China Is The Only Winner In This Huge Iraqi Oil Field
The statement last week from Iraq’s Oil Minister, Ihsan
Abdul Jabbar, that the newly resurrected Iraqi National Oil Company (INOC) has
been given government approval to acquire ExxonMobil’s 32.7 percent stake in
the supergiant West Qurna 1 oil field for up to US$350 million is likely to
leave China delighted, the U.S. irritated, and Iraq’s oil industry still unable
to achieve any of its key oil output goals.
The last iteration of the INOC – created in 1966, before it
was effectively closed down in 1987, with its remnants incorporated into the
Ministry of Oil (MoO) – was founded on a mandate that included elements that
seemed geared towards enabling malpractice of one kind and another. In
particular, Article 12 of the law relating to the establishment of INOC
contained, as highlighted by the former senior economist with Iraq’s MoO, and
subsequently head of the Oslo-based Development Consultancy & Research,
Ahmed Mousa Jiyad: “The most ridiculous, disintegrative, destructive and
unconstitutional aspects of this law […providing] the legal cover for
formalised corruption and kleptocracy by assigning the three funds [‘Citizens
Fund’, ‘Generations Fund’, ‘Reconstruction Fund’] at least 10 per cent of the
revenues of the oil exports at the discretion of the INOC’s board of
directors.”
The power of the INOC board of directors, though, could
extend further, he added at the time, as under the 2018 version of the law,
revenues generated from the export and sale of oil and gas ‘will be considered
as financial revenues for INOC’. “This is a flagrant violation of the
Constitution, which states that oil and gas belong to the Iraqi people and not
a financial return to one public company,” said Jiyad. The full scope of the
powers of this new version of the INOC has not yet been fully laid out, which
means that no constraints are in place.

> [PROVIDED DATA]:
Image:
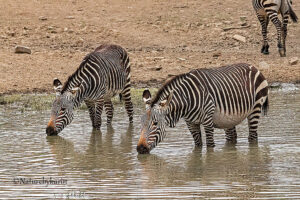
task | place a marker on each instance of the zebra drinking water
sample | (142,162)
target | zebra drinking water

> [TASK]: Please decide whether each statement below agrees with the article on Iraq's oil company, answering yes or no and quoting the words of the article that settle it: (a) The earlier Iraqi National Oil Company was created in 1966 and closed down in 1987. (b) The company was approved to buy ExxonMobil's stake in West Qurna 1 for up to US$500 million. (c) The full scope of the new company's powers has already been laid out.

> [EXERCISE OUTPUT]:
(a) Yes: "created in 1966, before it was effectively closed down in 1987"
(b) No: "for up to US$350 million"
(c) No: "has not yet been fully laid out"